### What this exercise asks:
A: According to the fraud prevention protocols below, what is the number one real estate fraud threat?
B: Please continue the fraud prevention protocols below, picking up right after their last line.

### Source passage:
=-=-=-=-=
Fraud Prevention Protocols
Defense Playbook Against AI-Powered Scams
AI makes fraud easier and more convincing. These protocols protect you and your clients.
The New Threat Landscape
What AI enables criminals to do:
- Clone voices from short audio samples
- Generate convincing fake documents
- Write personalized phishing emails
- Create realistic fake video/photos
- Impersonate anyone with minimal effort
Your defense: Verify everything important through a second channel.
The Golden Rule
Out-of-Band Verification
When something important happens, verify through a DIFFERENT channel:
| If You Receive... |
Verify By... |
| Email about wire instructions |
Calling known number (not from email) |
| Text requesting urgent action |
Calling them directly |
| Voicemail with urgent request |
Calling back on number you already have |
| DocuSign or e-signature request |
Confirming via separate communication |
Never verify using contact info provided in the suspicious message itself.
Wire Fraud Prevention
#1 real estate fraud threat: Fake wire instructions
Your Protocol:
Before closing:
- Give clients wire instructions in person or via verified call
- Tell them: "We will NEVER change these instructions by email"
- Establish a code word or verification question
At wire time:
- Client should CALL title company directly (number from their own records, not email)
=-=-=-=-=
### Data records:
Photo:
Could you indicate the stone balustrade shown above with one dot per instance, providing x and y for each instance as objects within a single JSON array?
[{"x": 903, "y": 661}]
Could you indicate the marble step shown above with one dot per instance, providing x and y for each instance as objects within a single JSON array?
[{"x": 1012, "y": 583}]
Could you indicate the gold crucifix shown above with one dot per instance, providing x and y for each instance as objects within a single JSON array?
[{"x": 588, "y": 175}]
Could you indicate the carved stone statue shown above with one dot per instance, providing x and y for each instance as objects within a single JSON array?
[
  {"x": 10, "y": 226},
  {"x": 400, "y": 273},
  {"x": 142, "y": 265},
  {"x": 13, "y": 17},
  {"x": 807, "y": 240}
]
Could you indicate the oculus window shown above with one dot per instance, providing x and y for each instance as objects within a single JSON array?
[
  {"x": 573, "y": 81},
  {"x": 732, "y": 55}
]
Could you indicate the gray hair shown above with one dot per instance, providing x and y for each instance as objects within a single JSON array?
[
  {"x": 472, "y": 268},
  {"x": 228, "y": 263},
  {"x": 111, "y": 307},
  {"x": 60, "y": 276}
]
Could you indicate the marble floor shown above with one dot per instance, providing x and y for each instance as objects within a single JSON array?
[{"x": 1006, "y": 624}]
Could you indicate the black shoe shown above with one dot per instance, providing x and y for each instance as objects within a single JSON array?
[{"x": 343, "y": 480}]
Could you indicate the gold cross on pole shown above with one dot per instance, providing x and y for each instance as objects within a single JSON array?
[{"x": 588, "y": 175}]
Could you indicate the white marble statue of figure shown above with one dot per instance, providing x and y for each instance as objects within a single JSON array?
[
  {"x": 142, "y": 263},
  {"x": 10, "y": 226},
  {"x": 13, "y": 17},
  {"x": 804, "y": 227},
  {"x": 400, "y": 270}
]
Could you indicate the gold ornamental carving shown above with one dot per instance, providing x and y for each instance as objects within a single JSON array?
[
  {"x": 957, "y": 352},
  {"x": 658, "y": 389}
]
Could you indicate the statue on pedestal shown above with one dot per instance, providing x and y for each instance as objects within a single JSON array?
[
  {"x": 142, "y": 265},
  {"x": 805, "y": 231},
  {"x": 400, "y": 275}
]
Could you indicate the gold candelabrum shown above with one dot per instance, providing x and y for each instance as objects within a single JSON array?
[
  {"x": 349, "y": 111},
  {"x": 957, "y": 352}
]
=-=-=-=-=
### Written answers:
A: Fake wire instructions.

B:
- Verify exact account details verbally
- Confirm amount and recipient name
Red flags:
- "Wire instructions have changed"
- Urgent/last-minute changes
- Email from similar-looking address
- Pressure to act immediately
Motto: "If it involves money, verify by phone."
Email Security
Phishing Recognition
AI-powered phishing is better. Old tells (bad grammar, obvious scams) are gone.
New tells to watch:
- Urgency that doesn't match the situation
- Requests that skip normal process
- "Don't tell anyone" or secrecy requests
- Slight variations in email addresses
- Links that look right but aren't
Protection Steps:
- Hover before clicking — see where links actually go
- Check the sender — look at actual email address, not just display name
- Verify requests — especially financial or sensitive ones
- When in doubt, call — use a number you already have
Voice Cloning Defense
AI can clone voices from 10-30 seconds of audio.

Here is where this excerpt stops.